What you should do:
Give the passage of the post on AI-generated alt text again, starting with "But I am opposed" and going on through "it's poor quality?", and replace "disabled people" with "disabled users" everywhere it occurs.

Extracted text:
======

@crankylinuxuser @dzwiedziu @scottjenson @tael
First: such systems do exist. Many Blind users use them regularly. They are quite sophisticated, but current architectures have inherent limits including inescapable biases and predictable patterns of failure.
There's a fine line here: I'm not opposed to use by Blind users for their own purposes, even if I'll sometimes feel warranted to warn about the shortcomings that the boosters always minimize. They've got enough to deal with in this world and it's absolutely not my place to criticize their choices on any grounds (I've seen Blind users on here who do have ethical objections they raise with other Blind users, but that's not my conversation to jump into).
But I am opposed to their use by those who can write alt text themselves: you're effectively offloading the systemic risks into the disabled people you're ostensibly trying to serve, without giving them a say in the matter and often without any warning.
Some would say: isn't some alt text better than none even if it's poor quality?
The answer is: no it's not. Imagine the following scenario: user posts a picture of a group of Black people at a concert. Comments "Having fun at the club." They use AI captions and they were too tired to double-check this time. AI-generated caption reads "A group of gorillas dancing in a club." (Mis-labeling Black people as gorillas actually happened with an image-labeling system at one point already, so this is absolutely possible). Now a blind user who can only read the caption thinks this is a joke. They comment in reply "Haha how did they train those gorillas to dance?"
So your choice to offload your alt text work to an AI ends up creating a racist incident *and* it makes the Blind user seem like a completely aggressive and unapologetic racist, since sighted users mostly won't see the alt text. Because we know ahead of time that the AI will make exactly these lines of mistakes (and that we can't possibly be vigilant enough to catch them all), it's irresponsible to use it in this way, on top of all the orthogonal reasons that it's ethically wrong to use most modern LLM systems.

======

Dataset excerpts:
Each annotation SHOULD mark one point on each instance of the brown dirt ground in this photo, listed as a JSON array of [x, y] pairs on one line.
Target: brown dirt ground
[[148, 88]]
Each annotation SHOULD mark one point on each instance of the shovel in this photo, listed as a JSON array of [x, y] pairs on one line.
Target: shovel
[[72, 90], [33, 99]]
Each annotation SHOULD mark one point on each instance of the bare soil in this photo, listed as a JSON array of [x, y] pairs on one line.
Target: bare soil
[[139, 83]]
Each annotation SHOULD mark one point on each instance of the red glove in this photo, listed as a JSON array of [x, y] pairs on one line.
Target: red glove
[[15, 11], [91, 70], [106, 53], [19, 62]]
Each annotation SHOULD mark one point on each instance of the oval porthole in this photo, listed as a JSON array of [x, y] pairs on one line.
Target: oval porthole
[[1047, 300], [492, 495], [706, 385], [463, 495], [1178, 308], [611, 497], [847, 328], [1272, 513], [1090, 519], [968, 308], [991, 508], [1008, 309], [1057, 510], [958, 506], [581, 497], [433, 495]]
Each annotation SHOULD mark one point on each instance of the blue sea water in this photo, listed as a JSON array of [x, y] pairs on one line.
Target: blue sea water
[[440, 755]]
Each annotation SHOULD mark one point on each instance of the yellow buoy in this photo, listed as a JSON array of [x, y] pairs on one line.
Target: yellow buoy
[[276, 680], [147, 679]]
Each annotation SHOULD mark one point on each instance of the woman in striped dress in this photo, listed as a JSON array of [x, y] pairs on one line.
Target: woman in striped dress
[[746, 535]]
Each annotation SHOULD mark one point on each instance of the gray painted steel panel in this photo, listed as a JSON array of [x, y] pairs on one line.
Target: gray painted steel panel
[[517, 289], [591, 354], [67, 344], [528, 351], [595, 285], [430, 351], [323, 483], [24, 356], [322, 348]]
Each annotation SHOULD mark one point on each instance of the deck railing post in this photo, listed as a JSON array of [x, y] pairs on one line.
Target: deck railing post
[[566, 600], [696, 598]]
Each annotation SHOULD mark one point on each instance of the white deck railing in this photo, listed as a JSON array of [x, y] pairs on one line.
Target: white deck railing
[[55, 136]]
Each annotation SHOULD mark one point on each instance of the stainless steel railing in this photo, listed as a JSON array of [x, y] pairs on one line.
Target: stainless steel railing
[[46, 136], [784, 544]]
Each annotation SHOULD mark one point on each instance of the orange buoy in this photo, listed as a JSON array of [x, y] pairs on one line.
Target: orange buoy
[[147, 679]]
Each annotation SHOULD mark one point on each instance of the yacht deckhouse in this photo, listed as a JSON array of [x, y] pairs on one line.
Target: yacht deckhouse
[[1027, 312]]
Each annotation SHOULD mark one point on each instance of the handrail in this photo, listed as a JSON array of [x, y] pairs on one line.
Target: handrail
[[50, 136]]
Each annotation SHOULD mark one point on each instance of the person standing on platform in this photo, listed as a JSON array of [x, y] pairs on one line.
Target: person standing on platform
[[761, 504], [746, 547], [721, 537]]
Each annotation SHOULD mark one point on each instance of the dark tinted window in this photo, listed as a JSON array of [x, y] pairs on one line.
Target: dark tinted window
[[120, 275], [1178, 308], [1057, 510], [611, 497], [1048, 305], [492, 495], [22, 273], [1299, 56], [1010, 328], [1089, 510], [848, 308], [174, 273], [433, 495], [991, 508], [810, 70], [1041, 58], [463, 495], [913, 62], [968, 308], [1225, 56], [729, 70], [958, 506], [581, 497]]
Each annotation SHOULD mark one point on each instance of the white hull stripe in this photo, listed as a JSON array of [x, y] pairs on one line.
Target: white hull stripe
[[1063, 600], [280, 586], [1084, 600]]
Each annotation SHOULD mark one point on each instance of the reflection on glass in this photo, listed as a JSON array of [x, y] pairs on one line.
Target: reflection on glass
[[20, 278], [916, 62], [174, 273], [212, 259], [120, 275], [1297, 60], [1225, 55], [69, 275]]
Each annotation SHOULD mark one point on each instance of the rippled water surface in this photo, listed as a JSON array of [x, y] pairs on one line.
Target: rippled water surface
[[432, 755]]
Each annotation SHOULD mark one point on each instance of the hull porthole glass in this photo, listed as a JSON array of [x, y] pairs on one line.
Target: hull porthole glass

======

Response to the exercise:
But I am opposed to their use by those who can write alt text themselves: you're effectively offloading the systemic risks into the disabled users you're ostensibly trying to serve, without giving them a say in the matter and often without any warning.
Some would say: isn't some alt text better than none even if it's poor quality?